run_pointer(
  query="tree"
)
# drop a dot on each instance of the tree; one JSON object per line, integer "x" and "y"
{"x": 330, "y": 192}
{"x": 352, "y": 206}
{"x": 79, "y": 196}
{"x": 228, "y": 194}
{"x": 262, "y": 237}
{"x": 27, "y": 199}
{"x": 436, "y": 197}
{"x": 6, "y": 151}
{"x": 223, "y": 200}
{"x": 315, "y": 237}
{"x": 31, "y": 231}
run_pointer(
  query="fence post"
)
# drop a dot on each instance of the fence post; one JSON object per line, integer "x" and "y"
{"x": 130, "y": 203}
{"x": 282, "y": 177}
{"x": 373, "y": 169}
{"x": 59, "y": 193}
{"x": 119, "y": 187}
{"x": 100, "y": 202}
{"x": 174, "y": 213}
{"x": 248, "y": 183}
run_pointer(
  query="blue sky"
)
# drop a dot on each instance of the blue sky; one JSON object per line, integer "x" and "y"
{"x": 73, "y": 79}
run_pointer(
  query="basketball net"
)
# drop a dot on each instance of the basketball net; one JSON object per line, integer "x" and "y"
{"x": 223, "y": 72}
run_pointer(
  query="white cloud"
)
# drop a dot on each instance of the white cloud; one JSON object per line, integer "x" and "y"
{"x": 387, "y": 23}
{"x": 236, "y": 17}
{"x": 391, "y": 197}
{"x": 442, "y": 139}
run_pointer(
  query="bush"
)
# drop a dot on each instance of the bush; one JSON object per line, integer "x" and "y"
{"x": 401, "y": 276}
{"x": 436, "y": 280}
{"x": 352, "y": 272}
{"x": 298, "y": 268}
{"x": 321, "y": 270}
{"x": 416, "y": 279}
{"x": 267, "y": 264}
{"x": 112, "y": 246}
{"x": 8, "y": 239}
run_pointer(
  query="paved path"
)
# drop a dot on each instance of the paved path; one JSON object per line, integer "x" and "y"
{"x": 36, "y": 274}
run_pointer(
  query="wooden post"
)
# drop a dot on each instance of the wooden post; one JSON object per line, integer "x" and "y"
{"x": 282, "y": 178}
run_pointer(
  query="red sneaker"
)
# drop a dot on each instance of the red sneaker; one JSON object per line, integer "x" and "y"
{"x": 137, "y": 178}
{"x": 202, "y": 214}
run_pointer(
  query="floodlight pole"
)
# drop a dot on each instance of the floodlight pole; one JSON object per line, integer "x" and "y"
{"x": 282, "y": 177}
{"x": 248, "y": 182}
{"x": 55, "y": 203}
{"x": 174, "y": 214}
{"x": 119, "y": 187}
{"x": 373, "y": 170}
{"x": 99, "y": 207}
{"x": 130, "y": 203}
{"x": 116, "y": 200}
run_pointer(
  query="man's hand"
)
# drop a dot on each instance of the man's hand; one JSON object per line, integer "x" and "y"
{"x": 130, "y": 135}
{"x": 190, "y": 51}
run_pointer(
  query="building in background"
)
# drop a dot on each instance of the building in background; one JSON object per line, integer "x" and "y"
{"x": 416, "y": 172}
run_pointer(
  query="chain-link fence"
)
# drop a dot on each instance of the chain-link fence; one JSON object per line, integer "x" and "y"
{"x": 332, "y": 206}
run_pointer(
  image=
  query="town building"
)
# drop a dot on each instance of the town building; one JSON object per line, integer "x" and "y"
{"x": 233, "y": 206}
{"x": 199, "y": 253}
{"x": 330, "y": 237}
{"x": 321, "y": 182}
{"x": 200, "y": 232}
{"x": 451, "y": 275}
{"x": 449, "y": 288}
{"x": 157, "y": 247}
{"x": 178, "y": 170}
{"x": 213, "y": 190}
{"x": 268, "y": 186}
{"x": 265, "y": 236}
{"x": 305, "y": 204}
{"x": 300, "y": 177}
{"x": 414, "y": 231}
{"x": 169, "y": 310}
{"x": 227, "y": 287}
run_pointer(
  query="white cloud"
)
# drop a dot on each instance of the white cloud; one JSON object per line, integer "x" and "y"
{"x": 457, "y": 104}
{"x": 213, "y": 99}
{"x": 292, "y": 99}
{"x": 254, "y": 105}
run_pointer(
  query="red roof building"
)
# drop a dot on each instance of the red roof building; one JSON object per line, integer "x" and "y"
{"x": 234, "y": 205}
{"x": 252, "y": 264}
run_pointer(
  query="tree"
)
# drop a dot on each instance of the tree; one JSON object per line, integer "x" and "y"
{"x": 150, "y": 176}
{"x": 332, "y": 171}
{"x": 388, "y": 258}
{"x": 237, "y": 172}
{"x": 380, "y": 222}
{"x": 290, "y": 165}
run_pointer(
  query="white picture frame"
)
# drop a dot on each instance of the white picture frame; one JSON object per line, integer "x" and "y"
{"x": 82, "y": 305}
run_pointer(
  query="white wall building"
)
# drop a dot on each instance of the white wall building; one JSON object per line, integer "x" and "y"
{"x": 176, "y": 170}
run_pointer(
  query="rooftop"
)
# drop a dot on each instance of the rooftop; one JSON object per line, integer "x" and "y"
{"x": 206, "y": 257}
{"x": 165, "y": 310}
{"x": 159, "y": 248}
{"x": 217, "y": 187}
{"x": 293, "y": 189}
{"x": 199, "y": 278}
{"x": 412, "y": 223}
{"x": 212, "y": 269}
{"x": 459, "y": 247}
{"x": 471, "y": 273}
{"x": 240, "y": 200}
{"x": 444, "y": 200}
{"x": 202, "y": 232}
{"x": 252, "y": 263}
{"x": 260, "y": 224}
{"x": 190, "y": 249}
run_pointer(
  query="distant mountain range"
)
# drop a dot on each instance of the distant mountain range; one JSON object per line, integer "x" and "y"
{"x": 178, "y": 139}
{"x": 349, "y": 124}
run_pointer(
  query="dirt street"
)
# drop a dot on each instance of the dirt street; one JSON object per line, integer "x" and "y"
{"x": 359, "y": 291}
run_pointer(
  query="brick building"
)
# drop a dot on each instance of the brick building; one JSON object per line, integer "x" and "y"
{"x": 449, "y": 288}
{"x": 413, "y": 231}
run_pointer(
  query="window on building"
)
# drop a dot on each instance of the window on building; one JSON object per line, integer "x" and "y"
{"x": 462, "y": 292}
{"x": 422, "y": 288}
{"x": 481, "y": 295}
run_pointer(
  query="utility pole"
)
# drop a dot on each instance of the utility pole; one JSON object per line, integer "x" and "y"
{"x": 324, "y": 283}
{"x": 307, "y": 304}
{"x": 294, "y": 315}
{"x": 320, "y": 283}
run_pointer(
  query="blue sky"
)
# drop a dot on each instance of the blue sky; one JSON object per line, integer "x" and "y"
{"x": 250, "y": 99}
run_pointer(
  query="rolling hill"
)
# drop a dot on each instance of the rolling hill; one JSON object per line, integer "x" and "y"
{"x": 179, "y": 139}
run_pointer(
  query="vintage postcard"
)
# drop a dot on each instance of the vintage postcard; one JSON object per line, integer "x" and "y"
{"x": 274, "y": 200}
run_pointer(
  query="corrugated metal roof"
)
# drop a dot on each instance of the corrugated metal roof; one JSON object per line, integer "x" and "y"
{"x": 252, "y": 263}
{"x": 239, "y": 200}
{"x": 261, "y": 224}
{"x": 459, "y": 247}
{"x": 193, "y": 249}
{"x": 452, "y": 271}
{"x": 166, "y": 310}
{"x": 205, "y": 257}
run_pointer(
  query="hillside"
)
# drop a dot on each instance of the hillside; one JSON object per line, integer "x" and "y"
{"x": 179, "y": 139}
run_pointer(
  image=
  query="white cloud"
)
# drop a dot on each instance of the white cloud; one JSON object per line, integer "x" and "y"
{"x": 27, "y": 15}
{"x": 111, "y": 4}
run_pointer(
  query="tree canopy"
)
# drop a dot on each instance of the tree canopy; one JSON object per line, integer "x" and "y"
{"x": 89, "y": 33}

= = =

Take the entries above and transcribe them in full.

run_pointer(
  query="tree"
)
# drop a dot on each instance of the tree; one JSON object per line, integer "x" and "y"
{"x": 330, "y": 192}
{"x": 352, "y": 206}
{"x": 79, "y": 196}
{"x": 228, "y": 194}
{"x": 262, "y": 237}
{"x": 27, "y": 199}
{"x": 436, "y": 197}
{"x": 6, "y": 151}
{"x": 223, "y": 200}
{"x": 315, "y": 237}
{"x": 31, "y": 231}
run_pointer(
  query="fence post"
)
# drop a dot on each instance of the fence post; one JSON object per line, integer "x" and "y"
{"x": 130, "y": 203}
{"x": 282, "y": 177}
{"x": 373, "y": 169}
{"x": 59, "y": 193}
{"x": 119, "y": 187}
{"x": 100, "y": 202}
{"x": 174, "y": 213}
{"x": 248, "y": 183}
run_pointer(
  query="blue sky"
)
# drop a dot on each instance of the blue sky; one JSON object per line, integer "x" and "y"
{"x": 73, "y": 79}
run_pointer(
  query="basketball net"
)
# drop a dot on each instance of the basketball net; one JSON object per line, integer "x" and "y"
{"x": 223, "y": 72}
run_pointer(
  query="white cloud"
)
# drop a dot on each instance of the white cloud; one JSON object per line, integer "x" and "y"
{"x": 387, "y": 23}
{"x": 236, "y": 17}
{"x": 391, "y": 197}
{"x": 442, "y": 139}
run_pointer(
  query="bush"
)
# drop a dot on each instance of the bush; one JSON object per line, integer "x" and "y"
{"x": 401, "y": 276}
{"x": 436, "y": 280}
{"x": 352, "y": 272}
{"x": 298, "y": 268}
{"x": 321, "y": 270}
{"x": 416, "y": 279}
{"x": 267, "y": 264}
{"x": 112, "y": 246}
{"x": 8, "y": 239}
run_pointer(
  query="paved path"
)
# drop a dot on each instance of the paved path; one JSON object per line, integer "x" and "y"
{"x": 36, "y": 274}
run_pointer(
  query="wooden post"
)
# drop a dot on each instance of the wooden post; one JSON object per line, integer "x" and "y"
{"x": 282, "y": 178}
run_pointer(
  query="red sneaker"
)
# drop a dot on each instance of the red sneaker; one JSON object per line, integer "x" and "y"
{"x": 137, "y": 178}
{"x": 202, "y": 214}
run_pointer(
  query="floodlight pole"
)
# drop a dot on each instance of the floodlight pole; one JSON object per line, integer "x" and "y"
{"x": 282, "y": 177}
{"x": 248, "y": 182}
{"x": 55, "y": 203}
{"x": 174, "y": 214}
{"x": 119, "y": 187}
{"x": 373, "y": 170}
{"x": 99, "y": 207}
{"x": 130, "y": 203}
{"x": 116, "y": 200}
run_pointer(
  query="man's hand"
)
# drop a dot on each instance of the man's hand; one JSON object per line, integer "x" and "y"
{"x": 130, "y": 135}
{"x": 190, "y": 51}
run_pointer(
  query="building in background"
)
# drop a dot on each instance of the building in background; one JSON object per line, integer "x" and "y"
{"x": 416, "y": 172}
run_pointer(
  query="chain-link fence"
)
# drop a dot on each instance of the chain-link fence; one JSON object per line, integer "x" and "y"
{"x": 332, "y": 206}
run_pointer(
  image=
  query="town building"
)
# drop a dot on each instance of the town building; one JSON object per line, integer "x" and "y"
{"x": 233, "y": 206}
{"x": 199, "y": 253}
{"x": 330, "y": 237}
{"x": 321, "y": 182}
{"x": 200, "y": 232}
{"x": 451, "y": 275}
{"x": 449, "y": 288}
{"x": 157, "y": 247}
{"x": 178, "y": 170}
{"x": 213, "y": 190}
{"x": 268, "y": 186}
{"x": 265, "y": 236}
{"x": 305, "y": 204}
{"x": 300, "y": 177}
{"x": 414, "y": 231}
{"x": 169, "y": 310}
{"x": 227, "y": 287}
run_pointer(
  query="white cloud"
)
# drop a dot on each instance of the white cloud; one JSON object per line, integer "x" and "y"
{"x": 457, "y": 104}
{"x": 213, "y": 99}
{"x": 292, "y": 99}
{"x": 254, "y": 105}
run_pointer(
  query="red roof building"
)
# drop a dot on each instance of the red roof building; one JSON object per line, integer "x" and "y"
{"x": 234, "y": 205}
{"x": 252, "y": 264}
run_pointer(
  query="tree"
)
# drop a dot on each instance of the tree; one JSON object per line, integer "x" and "y"
{"x": 150, "y": 176}
{"x": 332, "y": 171}
{"x": 388, "y": 258}
{"x": 237, "y": 172}
{"x": 380, "y": 222}
{"x": 290, "y": 165}
run_pointer(
  query="white picture frame"
)
# drop a dot on each instance of the white picture frame; one JSON object per line, integer "x" and "y"
{"x": 82, "y": 305}
run_pointer(
  query="white wall building"
)
# drop a dot on each instance of the white wall building; one JSON object per line, integer "x" and "y"
{"x": 176, "y": 170}
run_pointer(
  query="rooftop"
)
# drop a dot on each instance of the rooftop; one JSON object per line, integer "x" and "y"
{"x": 206, "y": 257}
{"x": 165, "y": 310}
{"x": 159, "y": 248}
{"x": 217, "y": 187}
{"x": 293, "y": 189}
{"x": 199, "y": 278}
{"x": 412, "y": 223}
{"x": 212, "y": 269}
{"x": 459, "y": 247}
{"x": 471, "y": 273}
{"x": 240, "y": 200}
{"x": 444, "y": 200}
{"x": 202, "y": 232}
{"x": 252, "y": 263}
{"x": 260, "y": 224}
{"x": 190, "y": 249}
run_pointer(
  query="distant mountain range"
)
# drop a dot on each instance of the distant mountain range; one JSON object per line, integer "x" and "y"
{"x": 178, "y": 139}
{"x": 349, "y": 124}
run_pointer(
  query="dirt street"
)
# drop a dot on each instance of the dirt street; one JSON object per line, integer "x" and "y"
{"x": 359, "y": 291}
run_pointer(
  query="brick building"
)
# drop a dot on each instance of the brick building; one JSON object per line, integer "x" and "y"
{"x": 449, "y": 288}
{"x": 413, "y": 231}
run_pointer(
  query="window on building"
)
# drop a dot on each instance of the window on building; one JSON object per line, integer "x" and "y"
{"x": 462, "y": 292}
{"x": 422, "y": 288}
{"x": 481, "y": 295}
run_pointer(
  query="utility pole"
)
# drop a dot on each instance of the utility pole; one JSON object per line, integer "x" and "y"
{"x": 324, "y": 283}
{"x": 307, "y": 304}
{"x": 294, "y": 315}
{"x": 320, "y": 283}
run_pointer(
  query="blue sky"
)
# drop a dot on each instance of the blue sky; one JSON object per line, integer "x" and "y"
{"x": 250, "y": 99}
run_pointer(
  query="rolling hill"
)
# drop a dot on each instance of the rolling hill; one JSON object per line, integer "x" and "y"
{"x": 179, "y": 139}
run_pointer(
  query="vintage postcard"
)
# drop a dot on each instance of the vintage postcard; one JSON object per line, integer "x" and "y"
{"x": 274, "y": 200}
run_pointer(
  query="corrugated metal roof"
)
# drop a dot on each instance of the corrugated metal roof; one JSON object per line, integer "x" and "y"
{"x": 252, "y": 263}
{"x": 239, "y": 200}
{"x": 261, "y": 224}
{"x": 459, "y": 247}
{"x": 193, "y": 249}
{"x": 452, "y": 271}
{"x": 166, "y": 310}
{"x": 205, "y": 257}
run_pointer(
  query="hillside"
)
# drop a dot on each instance of the hillside; one JSON object per line, integer "x" and "y"
{"x": 179, "y": 139}
run_pointer(
  image=
  query="white cloud"
)
# drop a dot on each instance of the white cloud; one JSON object per line, integer "x" and "y"
{"x": 27, "y": 15}
{"x": 111, "y": 4}
run_pointer(
  query="tree canopy"
)
# drop a dot on each instance of the tree canopy; one JSON object per line, integer "x" and "y"
{"x": 89, "y": 33}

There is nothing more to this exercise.